_Exercises to complete_:
1. Reproduce the stretch of the Londinium forum thread from "One consideration might" through "the coffee also.".
2. In the Londinium forum thread, what does coffeechap say the new one-group machine must be because it is line feed only?
3. Carry the Londinium forum thread forward from the point where it stops.

_Source text_:
◇ ◇ ◇ ◇ ◇

# Londinium 1 - P



## The Systemic Kid

New Londinium 1 variant scheduled for 2015

http://londiniumespresso.com/forum/londinium-i-owners-forum/436-londinium-i-p

Proposed with a 7ltr boiler - is this practical for home use??


----------



## sjenner

The Systemic Kid said:


> New Londinium 1 variant scheduled for 2015
> 
> http://londiniumespresso.com/forum/londinium-i-owners-forum/436-londinium-i-p
> 
> Proposed with a 7ltr boiler - is this practical for home use??


L2 has a 14 litre boiler...

I think it is necessary in the L1-P in order to introduce a vertical cold feed HX, which is apparently capable of producing better results...

I won't benefit from this upgrade, (bit of a flat white philistine) but I reckon that others will...

DaveCC knows about the system, as it is more or less half of the L2 system and I believe he is a proud owner/driver.


----------



## CamV6

Yes 7l is ok for home. Same boiler as a Fracino classic which quite a few here have


----------



## Mrboots2u

CamV6 said:


> Yes 7l is ok for home. Same boiler as a Fracino classic which quite a few here have


One consideration might be how many drinks you make i suppose and therefore how quickly you cycle though the water on the boiler.

If your making one drink a day , that water might be sat in the boiler for a while....


----------



## CallumT

For a long time, considering its use is to provide heat to the cold fed HX; But I suppose this is an individual thing some people may use their machines for hot water which should keep it fresh, or the other way to look at it is that regardless of how fresh anything that makes coffee is pretty much as fresh as whats in the feed lines!

For the amount I use my L1 I'm struggling to consider a bigger boiler and bigger machine. Especially considering one of the things I love about the L1 is the design and size, obvs quality of the coffee also.


----------



## coffeechap

The new one group will allow for the same adjustable preinfusion as is on the L2, it is however a line feed only machine and as such has to be plumbed in, which may limit people in the home, I for one will be getting one of the first ones as it is a much more practical day to day machine than the l2, plus I quite like using he hot water for other things. It will a appeal to people in restuarants and bars or to home users that want the extra facilities.


----------



## lucasd

So I wonder how many of you shall be replacing L1 with L1P?

And what kind of water you shall be using, as it seems quite important for taste?


----------



## Thecatlinux

As it seems this machines arrival is imminent, as according to the londinium blog the machine is being assembled .

I Was wondering are there many L1 users who are planning to upgrade to the L1-P.


----------



## 4085

why would you want to? it is not aimed at home users with a 7 litre boiler.


----------



## johnealey

Thecatlinux said:


> As it seems this machines arrival is imminent, as according to the londinium blog the machine is being assembled .
> 
> I Was wondering are there many L1 users who are planning to upgrade to the L1-P.


I was wondering this too but only to work out who was about to be selling up...... (head down, avoid the gunshots  meant so that I can benefit from upgraditus )

John


----------



## Thecatlinux

dfk41 said:


> why would you want to? it is not aimed at home users with a 7 litre boiler.

◇ ◇ ◇ ◇ ◇

_Excerpted data_:
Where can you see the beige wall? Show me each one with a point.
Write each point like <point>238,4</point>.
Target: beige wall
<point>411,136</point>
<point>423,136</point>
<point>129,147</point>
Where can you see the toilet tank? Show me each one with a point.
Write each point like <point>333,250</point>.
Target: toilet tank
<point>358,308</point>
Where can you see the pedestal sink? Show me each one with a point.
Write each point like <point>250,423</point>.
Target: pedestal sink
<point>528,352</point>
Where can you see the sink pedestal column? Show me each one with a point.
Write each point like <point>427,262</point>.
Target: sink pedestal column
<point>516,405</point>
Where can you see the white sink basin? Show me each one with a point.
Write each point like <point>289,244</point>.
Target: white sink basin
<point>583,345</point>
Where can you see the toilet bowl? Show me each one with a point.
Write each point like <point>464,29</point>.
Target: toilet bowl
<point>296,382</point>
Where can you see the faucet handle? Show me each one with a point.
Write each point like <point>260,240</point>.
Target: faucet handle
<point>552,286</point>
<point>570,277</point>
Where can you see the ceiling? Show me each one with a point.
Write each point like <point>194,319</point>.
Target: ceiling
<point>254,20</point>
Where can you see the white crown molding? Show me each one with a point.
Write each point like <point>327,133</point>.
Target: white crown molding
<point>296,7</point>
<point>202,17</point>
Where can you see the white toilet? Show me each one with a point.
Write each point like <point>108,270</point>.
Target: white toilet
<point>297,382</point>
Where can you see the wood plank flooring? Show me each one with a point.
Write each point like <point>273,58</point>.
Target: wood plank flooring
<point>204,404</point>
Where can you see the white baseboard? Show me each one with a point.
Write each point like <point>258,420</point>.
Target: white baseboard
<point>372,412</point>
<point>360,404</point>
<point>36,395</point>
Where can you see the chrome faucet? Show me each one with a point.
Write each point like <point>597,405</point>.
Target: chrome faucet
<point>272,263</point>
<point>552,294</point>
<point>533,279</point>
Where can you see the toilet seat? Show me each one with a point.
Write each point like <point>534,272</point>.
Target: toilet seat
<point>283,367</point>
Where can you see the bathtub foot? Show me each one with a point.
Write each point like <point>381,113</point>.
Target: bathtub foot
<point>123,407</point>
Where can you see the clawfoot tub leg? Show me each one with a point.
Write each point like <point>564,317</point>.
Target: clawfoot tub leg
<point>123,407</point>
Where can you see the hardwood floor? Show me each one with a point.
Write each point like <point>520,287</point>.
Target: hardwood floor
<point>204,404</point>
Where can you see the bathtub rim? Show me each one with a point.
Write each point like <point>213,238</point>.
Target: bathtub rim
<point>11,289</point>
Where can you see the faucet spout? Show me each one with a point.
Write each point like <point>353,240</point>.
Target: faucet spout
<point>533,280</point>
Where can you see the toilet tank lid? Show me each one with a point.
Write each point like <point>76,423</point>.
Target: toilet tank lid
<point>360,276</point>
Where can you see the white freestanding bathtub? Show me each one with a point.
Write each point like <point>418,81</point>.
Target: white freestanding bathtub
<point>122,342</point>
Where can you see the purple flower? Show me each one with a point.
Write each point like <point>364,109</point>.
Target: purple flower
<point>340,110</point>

◇ ◇ ◇ ◇ ◇

_Results by task_:
1.
One consideration might be how many drinks you make i suppose and therefore how quickly you cycle though the water on the boiler.

If your making one drink a day , that water might be sat in the boiler for a while....


----------



## CallumT

For a long time, considering its use is to provide heat to the cold fed HX; But I suppose this is an individual thing some people may use their machines for hot water which should keep it fresh, or the other way to look at it is that regardless of how fresh anything that makes coffee is pretty much as fresh as whats in the feed lines!

For the amount I use my L1 I'm struggling to consider a bigger boiler and bigger machine. Especially considering one of the things I love about the L1 is the design and size, obvs quality of the coffee also.

2. It has to be plumbed in.

3.
Some people may have big houses


----------



## jeebsy

Thecatlinux said:


> Some people may have big houses


I could take the panels off and use that instead of heating


----------



## 4085

right.....why did i not think of that? the L1P slots in as a commercial between the L1 and L2. You may as well ask why people do not buy L2's in case a friend pops round


----------



## Thecatlinux

Haven't quite a few People got large commercial grinders ?


----------



## coffeechap

Thecatlinux said:


> Haven't quite a few People got large commercial grinders ?


not quite the same running costs though!


----------



## 4085

Thecatlinux said:


> Haven't quite a few People got large commercial grinders ?


what has that to do with the price of cheese? they cost no more to run....the new L1 is not aimed at the domestic market, hence the large boiler. I am not saying that people do not have the right to have one in the house if they wish, but I am stating that its target market is not the private individual.


----------



## Thecatlinux

dfk41 said:


> what has that to do with the price of cheese? they cost no more to run....the new L1 is not aimed at the domestic market, hence the large boiler. I am not saying that people do not have the right to have one in the house if they wish, but I am stating that its target market is not the private individual.


I am trying to encourage people to upgrade so I can take care of thier cast offs.

if they live in a large house with a lot of weekend guests where some people want tea and where some other people drink lots of milk drinks for breakfast, this machine would be ideal .


----------



## Thecatlinux

What I should have put is ' *has anyone got a new model L1 for Sale '*


----------



## coffeechap

Thecatlinux said:


> What I should have put is ' *has anyone got a new model L1 for Sale '*


It would appear there I a queue


----------



## Thecatlinux

coffeechap said:


> It would appear there I a queue


You need one of these

View attachment 13436


----------



## johnealey

I like queues  ( it has been a long hard week....)

John


----------



## Mrboots2u

coffeechap said:


> It would appear there I a queue


Is this queue longer or shorter than the gs3 one....


----------



## johnealey

Two of us in the queue visible and as can't comment on the cats "girth" (ooo err)....

John


----------



## froggystyle

Been resisting the urge to type this, but i have been toying with the idea of picking up an L1 to see what all the fuss is about....

Waits for CC...


----------



## Mrboots2u

froggystyle said:


> Been resisting the urge to type this, but i have been toying with the idea of picking up an L1 to see what all the fuss is about....
> 
> Waits for CC...


But but you have a rocket....

Gone from gaggia to a rocket & an l1 would be some going


----------



## johnealey

3 in the queue









john


----------



## froggystyle

I love the rocket, but the voices in my head are whispering to try a lever......

However, cant really sneak it into the house without being noticed so it may be a non starter.


----------



## coffeechap

Mrboots2u said:


> Is this queue longer or shorter than the gs3 one....


getting nearly as long as the GS3 (much better clientele in the GS3 queue though)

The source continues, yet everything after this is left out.